>>>

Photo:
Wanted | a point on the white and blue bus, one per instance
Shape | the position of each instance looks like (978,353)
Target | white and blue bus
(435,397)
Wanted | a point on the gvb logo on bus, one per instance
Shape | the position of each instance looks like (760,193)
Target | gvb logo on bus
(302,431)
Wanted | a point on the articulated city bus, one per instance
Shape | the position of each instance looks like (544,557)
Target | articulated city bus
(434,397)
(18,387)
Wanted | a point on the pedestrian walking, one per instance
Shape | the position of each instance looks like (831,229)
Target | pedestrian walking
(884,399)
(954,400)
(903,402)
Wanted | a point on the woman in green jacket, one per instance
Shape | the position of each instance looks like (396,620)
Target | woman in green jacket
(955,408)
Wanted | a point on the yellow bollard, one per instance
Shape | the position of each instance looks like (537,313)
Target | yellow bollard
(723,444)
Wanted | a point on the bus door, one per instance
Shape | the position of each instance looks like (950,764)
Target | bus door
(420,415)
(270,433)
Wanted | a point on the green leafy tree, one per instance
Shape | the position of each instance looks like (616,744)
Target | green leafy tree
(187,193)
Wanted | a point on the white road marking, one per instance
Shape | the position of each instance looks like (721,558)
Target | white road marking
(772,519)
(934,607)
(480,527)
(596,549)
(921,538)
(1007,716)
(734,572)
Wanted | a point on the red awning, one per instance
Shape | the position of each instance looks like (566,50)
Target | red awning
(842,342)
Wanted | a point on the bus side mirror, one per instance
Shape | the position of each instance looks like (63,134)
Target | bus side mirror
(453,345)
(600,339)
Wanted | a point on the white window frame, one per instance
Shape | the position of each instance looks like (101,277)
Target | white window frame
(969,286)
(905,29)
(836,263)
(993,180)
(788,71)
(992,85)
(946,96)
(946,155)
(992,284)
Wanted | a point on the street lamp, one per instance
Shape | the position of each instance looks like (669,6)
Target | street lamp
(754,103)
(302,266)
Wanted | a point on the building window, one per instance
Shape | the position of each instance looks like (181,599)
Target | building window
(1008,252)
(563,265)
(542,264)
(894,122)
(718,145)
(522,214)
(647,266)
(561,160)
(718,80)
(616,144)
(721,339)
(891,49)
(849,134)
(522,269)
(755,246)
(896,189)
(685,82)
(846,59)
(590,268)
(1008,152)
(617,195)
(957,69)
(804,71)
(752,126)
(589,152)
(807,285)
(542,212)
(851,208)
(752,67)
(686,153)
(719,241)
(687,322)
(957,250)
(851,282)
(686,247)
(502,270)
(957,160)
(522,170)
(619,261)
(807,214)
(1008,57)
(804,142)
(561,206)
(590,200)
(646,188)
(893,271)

<<<

◆ THE REQUEST: All of the lines above must be returned exactly.

◆ FINISHED ANSWER:
Photo:
Wanted | a point on the white and blue bus, one per instance
Shape | the position of each instance looks like (978,353)
Target | white and blue bus
(435,397)
Wanted | a point on the gvb logo on bus, one per instance
Shape | the position of each instance looks like (760,193)
Target | gvb logo on bus
(302,431)
Wanted | a point on the articulated city bus, one per instance
Shape | the position of each instance looks like (544,557)
Target | articulated city bus
(434,397)
(18,387)
Wanted | a point on the pedestrian walking, one per instance
Shape | the position of each instance looks like (831,229)
Target | pedestrian walking
(884,399)
(954,400)
(903,402)
Wanted | a point on the woman in green jacket, one per instance
Shape | the position of each instance looks like (396,620)
Target | woman in green jacket
(955,408)
Wanted | a point on the yellow bollard, one per instance
Shape | the position of each instance looks like (537,313)
Target | yellow bollard
(723,444)
Wanted | a point on the bus door, one per instance
Shape | the position of each instance looks like (950,764)
Target | bus door
(420,415)
(270,433)
Wanted | a point on the green leafy tree, one per instance
Shape | the position of each instance looks like (616,744)
Target | green leafy tree
(187,193)
Wanted | a point on the white road marking, one per instance
Shape | the position of each instance looks like (721,558)
Target | white road marking
(772,519)
(934,607)
(480,527)
(596,549)
(921,538)
(1007,716)
(734,572)
Wanted | a point on the red awning, one per instance
Shape | the position of each instance looks like (566,50)
Target | red awning
(842,342)
Wanted | a point on the bus side mirror, one per instance
Shape | the position of each instance looks like (63,134)
Target | bus side mirror
(453,345)
(600,339)
Wanted | a point on the white window frame, one per instance
Shape | the position of each instance looks like (101,277)
Target | white window frame
(969,286)
(905,29)
(836,263)
(993,180)
(788,71)
(992,85)
(946,96)
(946,155)
(992,284)
Wanted | a point on the street lamp, one per instance
Shape | the position of each instance looks like (669,6)
Target | street lamp
(754,103)
(302,266)
Wanted | a point on the building window, one per instance
Shape | the position of each instance looks like (181,599)
Target | building window
(1008,252)
(563,265)
(542,264)
(894,122)
(718,145)
(522,214)
(647,266)
(561,160)
(718,80)
(616,144)
(721,339)
(891,49)
(849,134)
(522,269)
(755,246)
(896,189)
(685,82)
(846,59)
(590,268)
(1008,152)
(617,195)
(957,69)
(804,71)
(752,126)
(589,152)
(807,285)
(542,212)
(851,208)
(752,67)
(686,153)
(719,241)
(687,322)
(957,250)
(851,282)
(686,247)
(502,270)
(957,160)
(522,170)
(619,261)
(807,214)
(1008,57)
(804,142)
(561,206)
(590,200)
(646,188)
(893,271)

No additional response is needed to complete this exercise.